§ Text provided:
__________________________________________________

Saturday, 22 December 2012

Natural History Museum, London.

The Natural History Museum, London, houses over 70 million items of botany, zoology, minerology, entemology and palaeontology, often described as a 'Cathedral of Nature'. It contains rare specimens, such as those collected by Darwin and several Dinosaur skeletons. It's research is also world-renown, specialising in taxonomy and conservation.
It all started in 1753 when Sir Hans Sloane, a physician and collector of natural curiosities, left his collection to the state. They were held in the British Museum, until, after more additions, they were given their own home in the Waterhouse Building, designed by Liverpool architect Alfred Waterhouse. 
Since then, a Geological Museum, Darwin House (containing tens of millions of preserved specimens) and an Attenborough Studio (a high-tech audio-visual venue which also holds talks and lectures) have been added.
Admission is free, although entrance to some exhibitions may require a fee.

Saturday, 15 December 2012

Tower Bridge, London.

Completed in 1894, Tower bridge (named due to it's proximity to the Tower of London) has become one the the most iconic London landmarks to date. The 801 ft suspension bridge crosses over the River Thames allowing both pedestrians and traffic to cross and can be raised to allow ships to pass. For a fee, you can visit the inside of the towers (Tower Bridge Exhibition) and discover more of the history of the bridge.

Wednesday, 12 December 2012

The Shard, London.

This 309.6m, 95-storey sky scraper, completed this year, is the tallest building in the European Union and 2nd tallest in Europe. It boasts a 5-storey viewing deck from the 68th-72nd floor, office space, a hotel, restaurants and a spa.
Made with 11,000 panes of glass, the building reflects the sky above, the appearance changing with the weather and the seasons.

Tuesday, 11 December 2012

Hofgarten, Munich.

The Hofgarten in Munich was built from 1613-1617 by Maximilian I as an Italian style renaissance garden. After being destroyed in WWII, it was rebuilt with a more modern twist. On the east of the garden is the Bavarian Staatskanzlei (State chancellery - above), whilst a pavilion (Below) for the Goddess Diana (a Goddess associated with animals and woodland), built in 1615, can be found in the centre with a path leading from each of its 8 arches. In the north east of the garden is a granite memorial to White Rose group, a group of people who staged non-violent campaigns against Hitler's regime and were executed as a result.

Monday, 10 December 2012

HMS Belfast, London, England.

HMS Belfast was completed in 1936, being designed for the protection of trade and offensive attack.
She was officially launched on St Patrick's day 1938 by the Prime Minister's wife Anne Chamberlain, before being commissioned into the Royal Navy the following year.  She was the largest and most powerful cruiser in the Royal navy, equipped with the most advanced radar systems.

__________________________________________________

§ What you have to do:
Answer these questions using the landmark posts above.
1. In what year was Tower Bridge completed?
2. How many panes of glass were used to make the Shard?
3. Who built the Hofgarten in Munich?

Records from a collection
__________________________________________________

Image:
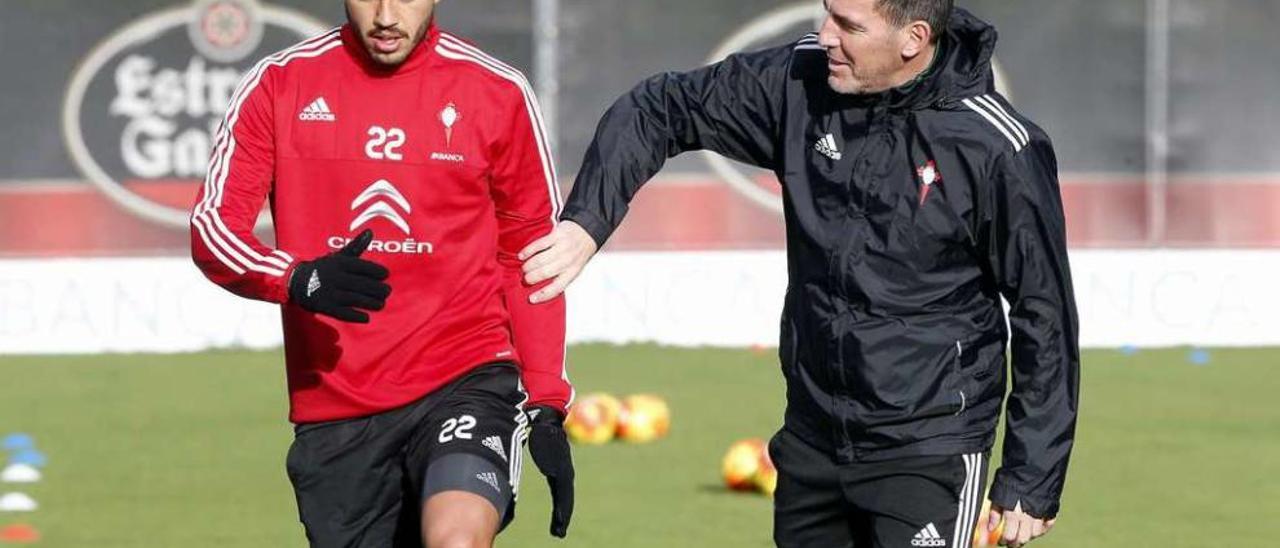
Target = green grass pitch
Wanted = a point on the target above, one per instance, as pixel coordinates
(188, 451)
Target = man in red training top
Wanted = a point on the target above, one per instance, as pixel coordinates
(397, 156)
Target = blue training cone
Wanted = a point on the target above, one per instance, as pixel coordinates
(30, 457)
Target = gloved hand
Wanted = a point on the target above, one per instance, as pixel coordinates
(549, 448)
(339, 283)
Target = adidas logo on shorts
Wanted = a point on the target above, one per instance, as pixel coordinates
(489, 478)
(928, 537)
(494, 443)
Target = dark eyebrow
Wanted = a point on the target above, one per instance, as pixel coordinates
(841, 19)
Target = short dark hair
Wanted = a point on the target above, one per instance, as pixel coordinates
(900, 13)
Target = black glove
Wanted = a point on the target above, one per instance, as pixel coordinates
(341, 282)
(549, 448)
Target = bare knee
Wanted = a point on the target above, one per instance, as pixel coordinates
(452, 537)
(458, 520)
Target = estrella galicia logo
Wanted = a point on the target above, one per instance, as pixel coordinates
(142, 108)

__________________________________________________

§ Response for this exercise:
1. 1894
2. 11,000
3. Maximilian I